Can you put each line of the rows below into a JSON list of strings, one string per line, with blank lines left out?

- - - - -

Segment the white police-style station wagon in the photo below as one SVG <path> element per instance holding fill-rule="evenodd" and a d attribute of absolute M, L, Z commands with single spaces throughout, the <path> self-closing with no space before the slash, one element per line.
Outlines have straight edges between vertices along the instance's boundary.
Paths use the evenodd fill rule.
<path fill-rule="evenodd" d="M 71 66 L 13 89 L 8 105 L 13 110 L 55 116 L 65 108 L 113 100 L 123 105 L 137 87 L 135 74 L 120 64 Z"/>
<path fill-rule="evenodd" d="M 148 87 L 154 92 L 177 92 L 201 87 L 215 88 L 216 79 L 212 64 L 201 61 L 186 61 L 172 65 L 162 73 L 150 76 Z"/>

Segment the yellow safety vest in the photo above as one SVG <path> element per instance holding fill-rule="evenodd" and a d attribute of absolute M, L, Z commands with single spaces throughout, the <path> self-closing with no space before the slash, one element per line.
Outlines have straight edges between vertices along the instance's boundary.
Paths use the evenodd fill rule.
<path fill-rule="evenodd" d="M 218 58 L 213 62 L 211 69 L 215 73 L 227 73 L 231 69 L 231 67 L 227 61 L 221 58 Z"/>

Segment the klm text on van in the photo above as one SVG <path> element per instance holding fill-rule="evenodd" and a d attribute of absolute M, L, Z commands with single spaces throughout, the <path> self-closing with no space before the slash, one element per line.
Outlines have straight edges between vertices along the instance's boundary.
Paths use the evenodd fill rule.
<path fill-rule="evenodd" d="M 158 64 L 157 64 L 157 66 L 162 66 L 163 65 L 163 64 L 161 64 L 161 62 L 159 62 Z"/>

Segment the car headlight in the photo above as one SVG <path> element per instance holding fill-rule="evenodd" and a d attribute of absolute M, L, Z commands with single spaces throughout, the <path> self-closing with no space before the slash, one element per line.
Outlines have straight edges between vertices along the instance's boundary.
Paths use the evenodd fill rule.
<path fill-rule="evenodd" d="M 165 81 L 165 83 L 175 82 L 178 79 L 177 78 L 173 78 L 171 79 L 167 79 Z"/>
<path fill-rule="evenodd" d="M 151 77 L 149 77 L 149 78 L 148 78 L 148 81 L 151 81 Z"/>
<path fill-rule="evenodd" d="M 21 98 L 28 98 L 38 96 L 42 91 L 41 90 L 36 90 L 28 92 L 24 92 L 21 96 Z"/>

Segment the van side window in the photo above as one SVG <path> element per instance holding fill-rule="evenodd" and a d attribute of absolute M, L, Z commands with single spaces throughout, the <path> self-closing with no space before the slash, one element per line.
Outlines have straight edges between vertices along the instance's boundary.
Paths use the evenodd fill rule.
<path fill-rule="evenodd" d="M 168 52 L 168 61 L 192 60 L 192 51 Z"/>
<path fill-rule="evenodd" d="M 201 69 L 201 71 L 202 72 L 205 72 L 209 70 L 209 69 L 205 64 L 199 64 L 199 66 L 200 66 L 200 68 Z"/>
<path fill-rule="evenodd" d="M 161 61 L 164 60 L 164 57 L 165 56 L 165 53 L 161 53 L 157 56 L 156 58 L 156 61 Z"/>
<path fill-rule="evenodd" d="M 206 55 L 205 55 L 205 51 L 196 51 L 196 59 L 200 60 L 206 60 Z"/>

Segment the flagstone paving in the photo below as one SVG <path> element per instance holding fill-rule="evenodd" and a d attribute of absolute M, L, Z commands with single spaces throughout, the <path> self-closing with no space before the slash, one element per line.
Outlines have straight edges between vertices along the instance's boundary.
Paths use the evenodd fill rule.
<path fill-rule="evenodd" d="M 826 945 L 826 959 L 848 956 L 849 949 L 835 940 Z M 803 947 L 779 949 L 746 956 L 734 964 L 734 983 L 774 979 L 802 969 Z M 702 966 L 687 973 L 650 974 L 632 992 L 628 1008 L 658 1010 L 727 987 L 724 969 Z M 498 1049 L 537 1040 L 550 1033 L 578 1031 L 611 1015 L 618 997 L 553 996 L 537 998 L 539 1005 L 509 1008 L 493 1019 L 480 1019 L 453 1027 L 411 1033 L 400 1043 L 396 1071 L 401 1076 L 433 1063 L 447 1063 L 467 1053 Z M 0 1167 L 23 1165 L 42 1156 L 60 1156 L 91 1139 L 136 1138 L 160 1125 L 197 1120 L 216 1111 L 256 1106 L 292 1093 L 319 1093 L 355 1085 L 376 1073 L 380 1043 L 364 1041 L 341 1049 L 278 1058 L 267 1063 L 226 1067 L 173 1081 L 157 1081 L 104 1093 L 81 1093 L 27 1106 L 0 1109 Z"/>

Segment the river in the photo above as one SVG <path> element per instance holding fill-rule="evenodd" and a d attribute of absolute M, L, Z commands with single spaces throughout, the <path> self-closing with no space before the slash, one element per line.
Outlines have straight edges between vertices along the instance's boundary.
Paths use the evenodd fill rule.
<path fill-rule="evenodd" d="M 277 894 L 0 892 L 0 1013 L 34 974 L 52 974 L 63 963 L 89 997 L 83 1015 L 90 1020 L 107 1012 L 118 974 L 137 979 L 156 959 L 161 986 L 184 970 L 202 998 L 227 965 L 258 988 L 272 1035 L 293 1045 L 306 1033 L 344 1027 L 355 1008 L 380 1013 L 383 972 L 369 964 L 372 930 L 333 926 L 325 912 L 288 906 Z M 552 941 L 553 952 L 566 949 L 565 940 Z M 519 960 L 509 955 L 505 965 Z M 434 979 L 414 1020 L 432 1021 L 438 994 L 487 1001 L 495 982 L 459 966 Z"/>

- - - - -

▶ _Written response_:
[
  "Segment the white police-style station wagon in the photo below as one SVG <path> element per instance holding fill-rule=\"evenodd\" and a d attribute of absolute M, L, Z commands with single spaces throughout, the <path> self-closing with no space before the slash, one element per line.",
  "Outlines have straight edges between vertices along the instance's boundary.",
  "Paths use the evenodd fill rule.",
  "<path fill-rule=\"evenodd\" d=\"M 71 66 L 13 89 L 8 105 L 13 110 L 55 116 L 65 108 L 113 100 L 123 105 L 137 87 L 135 74 L 120 64 Z\"/>",
  "<path fill-rule=\"evenodd\" d=\"M 148 87 L 154 92 L 177 92 L 201 87 L 215 88 L 216 79 L 212 64 L 201 61 L 186 61 L 172 65 L 162 73 L 150 76 Z\"/>",
  "Segment the yellow safety vest in the photo above as one SVG <path> element per instance holding fill-rule=\"evenodd\" and a d attribute of absolute M, L, Z commands with single spaces throughout, the <path> self-closing with no space before the slash, one element per line.",
  "Outlines have straight edges between vertices along the instance's boundary.",
  "Paths use the evenodd fill rule.",
  "<path fill-rule=\"evenodd\" d=\"M 218 58 L 213 62 L 211 69 L 215 73 L 227 73 L 231 69 L 231 67 L 227 61 L 221 58 Z\"/>",
  "Segment the klm text on van in the photo above as one SVG <path> element per instance holding fill-rule=\"evenodd\" and a d attribute of absolute M, L, Z commands with single spaces throughout, the <path> self-closing with no space before the slash, one element per line.",
  "Outlines have straight edges between vertices along the instance's boundary.",
  "Paths use the evenodd fill rule.",
  "<path fill-rule=\"evenodd\" d=\"M 158 64 L 157 64 L 157 66 L 162 66 L 163 65 L 163 64 L 161 64 L 161 62 L 159 62 Z\"/>",
  "Segment the car headlight in the photo above as one SVG <path> element per instance holding fill-rule=\"evenodd\" and a d attribute of absolute M, L, Z commands with single spaces throughout, the <path> self-closing with no space before the slash, one element per line.",
  "Outlines have straight edges between vertices along the instance's boundary.",
  "Paths use the evenodd fill rule.",
  "<path fill-rule=\"evenodd\" d=\"M 165 81 L 165 83 L 175 82 L 178 79 L 177 78 L 173 78 L 171 79 L 167 79 Z\"/>",
  "<path fill-rule=\"evenodd\" d=\"M 151 77 L 149 77 L 149 78 L 148 78 L 148 81 L 151 81 Z\"/>",
  "<path fill-rule=\"evenodd\" d=\"M 21 98 L 28 98 L 38 96 L 42 91 L 41 90 L 36 90 L 28 92 L 24 92 L 21 96 Z\"/>",
  "Segment the van side window in the photo above as one SVG <path> element per instance holding fill-rule=\"evenodd\" and a d attribute of absolute M, L, Z commands with single spaces throughout, the <path> self-closing with no space before the slash, one element per line.",
  "Outlines have straight edges between vertices along the instance's boundary.",
  "Paths use the evenodd fill rule.",
  "<path fill-rule=\"evenodd\" d=\"M 168 52 L 168 61 L 192 60 L 192 51 Z\"/>",
  "<path fill-rule=\"evenodd\" d=\"M 201 69 L 201 71 L 202 72 L 205 72 L 209 70 L 209 69 L 205 64 L 199 64 L 199 66 L 200 66 L 200 68 Z\"/>",
  "<path fill-rule=\"evenodd\" d=\"M 161 61 L 164 60 L 164 57 L 165 56 L 165 53 L 161 53 L 157 56 L 156 58 L 156 61 Z\"/>",
  "<path fill-rule=\"evenodd\" d=\"M 206 55 L 205 55 L 205 51 L 196 51 L 196 59 L 200 60 L 206 60 Z\"/>",
  "Segment the flagstone paving in the photo below as one SVG <path> element per instance holding fill-rule=\"evenodd\" and a d attribute of absolute M, L, Z commands with single spaces throughout, the <path> self-closing with no space before the slash, one element per line.",
  "Outlines have straight edges between vertices along the instance's boundary.",
  "Paths use the evenodd fill rule.",
  "<path fill-rule=\"evenodd\" d=\"M 826 945 L 826 959 L 848 956 L 849 949 L 835 940 Z M 803 947 L 779 949 L 746 956 L 734 964 L 734 983 L 774 979 L 802 969 Z M 702 966 L 687 973 L 650 974 L 632 992 L 628 1008 L 658 1010 L 727 987 L 724 969 Z M 498 1049 L 537 1040 L 550 1033 L 578 1031 L 611 1015 L 618 997 L 553 996 L 537 998 L 539 1005 L 509 1008 L 493 1019 L 480 1019 L 453 1027 L 411 1033 L 400 1043 L 396 1071 L 401 1076 L 433 1063 L 447 1063 L 467 1053 Z M 0 1167 L 23 1165 L 42 1156 L 60 1156 L 91 1139 L 136 1138 L 160 1125 L 197 1120 L 216 1111 L 256 1106 L 292 1093 L 319 1093 L 355 1085 L 376 1073 L 380 1043 L 364 1041 L 341 1049 L 278 1058 L 267 1063 L 226 1067 L 173 1081 L 157 1081 L 104 1093 L 81 1093 L 27 1106 L 0 1109 Z\"/>",
  "Segment the river in the photo above as one SVG <path> element per instance holding fill-rule=\"evenodd\" and a d attribute of absolute M, L, Z commands with single spaces throughout, the <path> self-closing with no space before the slash, one element per line.",
  "Outlines have straight edges between vertices along the instance's boundary.",
  "Paths use the evenodd fill rule.",
  "<path fill-rule=\"evenodd\" d=\"M 277 894 L 0 892 L 0 1013 L 34 974 L 52 974 L 63 963 L 89 997 L 83 1015 L 90 1020 L 107 1012 L 118 974 L 137 979 L 156 959 L 161 986 L 184 970 L 202 998 L 227 965 L 258 988 L 272 1035 L 293 1045 L 306 1033 L 344 1027 L 355 1008 L 380 1013 L 383 972 L 369 964 L 372 930 L 333 926 L 325 912 L 288 906 Z M 552 941 L 553 952 L 566 949 L 565 940 Z M 519 960 L 509 955 L 505 965 Z M 434 979 L 414 1020 L 432 1021 L 438 994 L 487 1001 L 495 982 L 459 966 Z\"/>"
]